■ PROVIDED MATERIAL:
- Opening Delimiter -

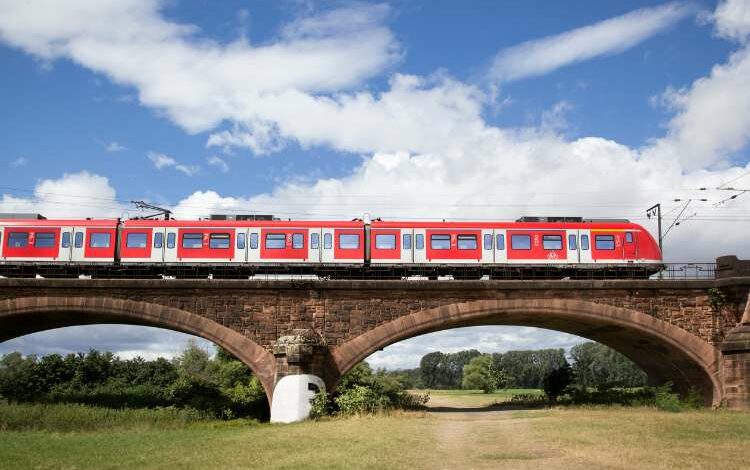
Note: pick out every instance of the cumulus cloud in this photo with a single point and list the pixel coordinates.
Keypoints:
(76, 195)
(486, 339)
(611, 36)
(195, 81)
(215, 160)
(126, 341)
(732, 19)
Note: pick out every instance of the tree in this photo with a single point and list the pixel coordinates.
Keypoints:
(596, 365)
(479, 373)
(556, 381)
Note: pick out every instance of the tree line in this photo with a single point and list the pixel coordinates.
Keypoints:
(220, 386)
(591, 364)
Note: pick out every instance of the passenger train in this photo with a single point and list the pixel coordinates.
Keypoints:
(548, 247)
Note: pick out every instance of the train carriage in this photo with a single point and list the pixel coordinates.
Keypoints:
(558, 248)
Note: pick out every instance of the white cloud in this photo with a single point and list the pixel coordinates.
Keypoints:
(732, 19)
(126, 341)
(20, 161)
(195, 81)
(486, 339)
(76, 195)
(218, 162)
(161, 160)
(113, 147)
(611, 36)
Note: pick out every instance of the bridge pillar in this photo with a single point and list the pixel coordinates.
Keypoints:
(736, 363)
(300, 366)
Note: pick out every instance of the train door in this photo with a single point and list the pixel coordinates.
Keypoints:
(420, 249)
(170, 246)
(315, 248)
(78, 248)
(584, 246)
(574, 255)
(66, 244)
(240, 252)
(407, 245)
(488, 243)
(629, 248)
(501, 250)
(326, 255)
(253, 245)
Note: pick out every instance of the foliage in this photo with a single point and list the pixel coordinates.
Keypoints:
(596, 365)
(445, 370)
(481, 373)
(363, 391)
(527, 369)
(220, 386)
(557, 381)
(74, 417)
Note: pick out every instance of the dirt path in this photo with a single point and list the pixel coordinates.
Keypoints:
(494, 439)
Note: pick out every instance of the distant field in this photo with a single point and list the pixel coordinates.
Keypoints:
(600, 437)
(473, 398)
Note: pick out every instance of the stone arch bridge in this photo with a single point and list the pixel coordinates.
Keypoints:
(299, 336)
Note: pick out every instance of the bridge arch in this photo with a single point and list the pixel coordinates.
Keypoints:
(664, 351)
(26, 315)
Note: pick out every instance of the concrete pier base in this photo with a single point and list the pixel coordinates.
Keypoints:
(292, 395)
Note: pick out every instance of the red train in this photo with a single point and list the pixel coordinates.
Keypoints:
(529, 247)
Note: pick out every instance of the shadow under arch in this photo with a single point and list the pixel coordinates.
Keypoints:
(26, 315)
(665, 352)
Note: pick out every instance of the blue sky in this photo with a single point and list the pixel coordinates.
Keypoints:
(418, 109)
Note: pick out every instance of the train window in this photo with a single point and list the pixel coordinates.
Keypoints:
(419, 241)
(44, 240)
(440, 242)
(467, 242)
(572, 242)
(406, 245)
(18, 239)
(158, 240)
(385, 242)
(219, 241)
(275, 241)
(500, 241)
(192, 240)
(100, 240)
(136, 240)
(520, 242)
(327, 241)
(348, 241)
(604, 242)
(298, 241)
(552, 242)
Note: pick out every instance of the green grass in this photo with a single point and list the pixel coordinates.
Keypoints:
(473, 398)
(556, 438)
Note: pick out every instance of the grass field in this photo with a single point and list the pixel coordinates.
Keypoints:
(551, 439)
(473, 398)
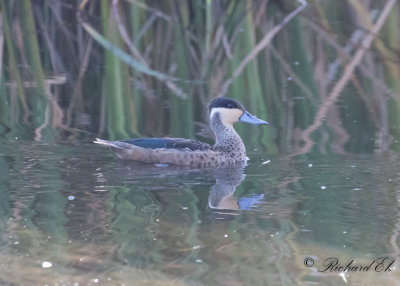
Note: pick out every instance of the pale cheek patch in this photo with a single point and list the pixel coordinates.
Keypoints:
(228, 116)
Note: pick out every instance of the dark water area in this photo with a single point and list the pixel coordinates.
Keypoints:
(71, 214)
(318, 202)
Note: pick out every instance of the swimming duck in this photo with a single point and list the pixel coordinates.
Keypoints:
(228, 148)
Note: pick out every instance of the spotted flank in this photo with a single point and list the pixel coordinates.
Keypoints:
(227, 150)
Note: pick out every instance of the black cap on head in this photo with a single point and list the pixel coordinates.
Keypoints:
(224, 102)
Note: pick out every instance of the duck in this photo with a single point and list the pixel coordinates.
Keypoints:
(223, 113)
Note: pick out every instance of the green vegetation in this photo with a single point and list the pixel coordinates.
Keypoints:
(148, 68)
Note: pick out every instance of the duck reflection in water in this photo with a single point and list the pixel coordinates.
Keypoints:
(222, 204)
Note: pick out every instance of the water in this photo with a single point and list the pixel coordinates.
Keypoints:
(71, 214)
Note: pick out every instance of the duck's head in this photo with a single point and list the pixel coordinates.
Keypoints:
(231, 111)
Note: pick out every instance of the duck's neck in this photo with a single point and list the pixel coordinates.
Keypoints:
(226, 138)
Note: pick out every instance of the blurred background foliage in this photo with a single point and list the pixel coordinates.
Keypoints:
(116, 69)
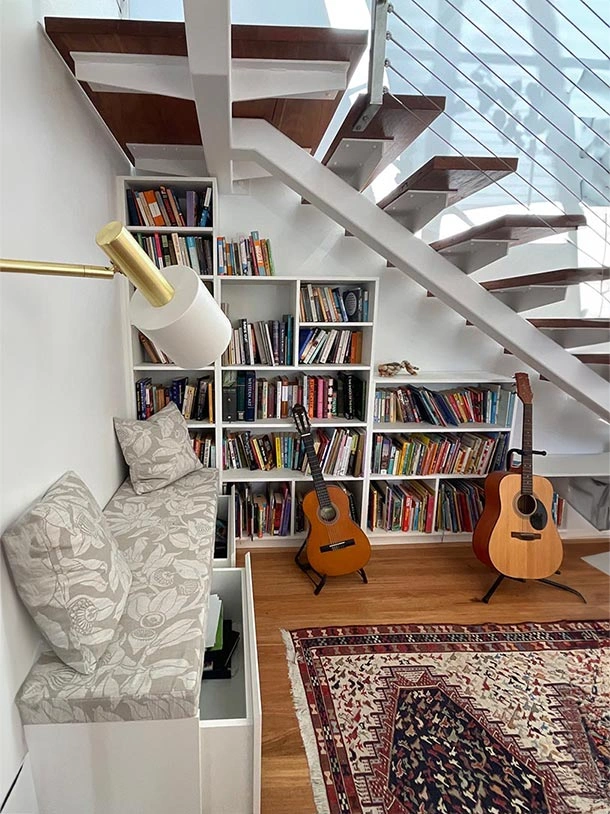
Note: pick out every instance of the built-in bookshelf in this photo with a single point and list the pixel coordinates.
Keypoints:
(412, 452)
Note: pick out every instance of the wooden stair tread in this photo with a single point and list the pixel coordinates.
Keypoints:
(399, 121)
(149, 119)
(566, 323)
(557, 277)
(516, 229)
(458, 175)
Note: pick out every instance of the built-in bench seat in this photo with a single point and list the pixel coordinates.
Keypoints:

- Closing Delimiter -
- Opening Delimiter -

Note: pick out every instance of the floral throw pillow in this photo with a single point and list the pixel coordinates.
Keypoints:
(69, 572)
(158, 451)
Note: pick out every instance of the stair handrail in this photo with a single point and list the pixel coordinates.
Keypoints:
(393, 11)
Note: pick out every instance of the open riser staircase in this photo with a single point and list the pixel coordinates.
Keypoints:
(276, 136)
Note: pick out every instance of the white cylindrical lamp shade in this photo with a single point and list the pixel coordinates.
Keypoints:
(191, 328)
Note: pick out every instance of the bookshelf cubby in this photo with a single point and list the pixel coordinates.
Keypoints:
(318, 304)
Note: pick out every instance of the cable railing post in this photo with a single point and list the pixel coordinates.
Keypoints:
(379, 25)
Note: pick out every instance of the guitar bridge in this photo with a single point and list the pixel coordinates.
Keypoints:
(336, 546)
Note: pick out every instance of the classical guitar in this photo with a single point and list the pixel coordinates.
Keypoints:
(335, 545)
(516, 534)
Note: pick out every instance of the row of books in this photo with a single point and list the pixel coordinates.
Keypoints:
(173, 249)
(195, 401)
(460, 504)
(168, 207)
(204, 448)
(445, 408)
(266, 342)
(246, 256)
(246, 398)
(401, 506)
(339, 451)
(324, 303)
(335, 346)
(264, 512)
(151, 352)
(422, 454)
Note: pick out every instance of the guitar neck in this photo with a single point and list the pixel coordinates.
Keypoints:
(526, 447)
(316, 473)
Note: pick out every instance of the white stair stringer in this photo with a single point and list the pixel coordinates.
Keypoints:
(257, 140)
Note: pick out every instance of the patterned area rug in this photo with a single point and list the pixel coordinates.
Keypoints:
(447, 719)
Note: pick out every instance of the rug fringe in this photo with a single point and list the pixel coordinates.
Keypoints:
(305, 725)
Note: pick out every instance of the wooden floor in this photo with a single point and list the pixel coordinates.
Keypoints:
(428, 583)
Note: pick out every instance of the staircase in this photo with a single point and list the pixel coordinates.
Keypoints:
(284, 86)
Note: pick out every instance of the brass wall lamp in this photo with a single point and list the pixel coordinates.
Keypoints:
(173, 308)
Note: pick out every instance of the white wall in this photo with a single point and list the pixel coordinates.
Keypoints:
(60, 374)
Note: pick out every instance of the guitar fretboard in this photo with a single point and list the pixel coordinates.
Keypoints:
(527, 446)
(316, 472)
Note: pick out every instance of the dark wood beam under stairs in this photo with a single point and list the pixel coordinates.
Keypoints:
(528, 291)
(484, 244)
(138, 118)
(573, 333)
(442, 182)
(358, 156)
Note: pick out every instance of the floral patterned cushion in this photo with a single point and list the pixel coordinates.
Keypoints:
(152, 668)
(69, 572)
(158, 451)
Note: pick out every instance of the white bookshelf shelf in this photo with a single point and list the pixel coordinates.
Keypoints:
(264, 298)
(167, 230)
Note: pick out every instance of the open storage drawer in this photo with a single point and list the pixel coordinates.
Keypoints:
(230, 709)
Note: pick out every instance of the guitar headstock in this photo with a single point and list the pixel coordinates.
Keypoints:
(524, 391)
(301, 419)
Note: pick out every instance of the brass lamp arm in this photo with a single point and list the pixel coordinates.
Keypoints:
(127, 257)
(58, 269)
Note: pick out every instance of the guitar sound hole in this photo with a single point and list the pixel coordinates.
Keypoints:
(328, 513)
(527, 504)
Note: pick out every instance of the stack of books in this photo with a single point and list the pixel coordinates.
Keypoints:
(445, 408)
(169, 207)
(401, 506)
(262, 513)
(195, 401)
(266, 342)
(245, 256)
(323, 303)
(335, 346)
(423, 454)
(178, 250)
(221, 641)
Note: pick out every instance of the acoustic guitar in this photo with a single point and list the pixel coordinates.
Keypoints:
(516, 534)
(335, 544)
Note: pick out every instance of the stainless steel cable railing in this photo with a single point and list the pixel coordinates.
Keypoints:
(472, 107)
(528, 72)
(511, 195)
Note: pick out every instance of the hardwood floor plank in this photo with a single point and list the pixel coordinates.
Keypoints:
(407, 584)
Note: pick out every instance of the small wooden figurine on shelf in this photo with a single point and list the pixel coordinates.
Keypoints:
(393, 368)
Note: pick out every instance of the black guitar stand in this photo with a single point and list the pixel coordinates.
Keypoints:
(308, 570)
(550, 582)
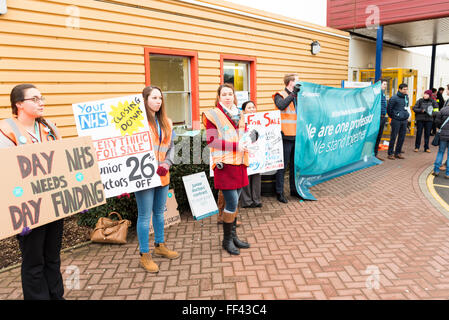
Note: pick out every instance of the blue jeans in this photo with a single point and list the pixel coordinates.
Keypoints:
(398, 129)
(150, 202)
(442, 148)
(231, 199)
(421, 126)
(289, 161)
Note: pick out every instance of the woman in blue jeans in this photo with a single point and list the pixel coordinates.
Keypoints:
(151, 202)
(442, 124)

- Closing Delimiter -

■ WORK ITEM:
Look through the material above. Copy each line where the word "floor" appears.

■ FINISHED EXERCISE:
Note: pick out every instance of the wooden floor in this photo with a single point and list the pixel coordinates.
Note: pick out every instance of the hardwood floor plank in this photo with a single point and list the pixel coordinates.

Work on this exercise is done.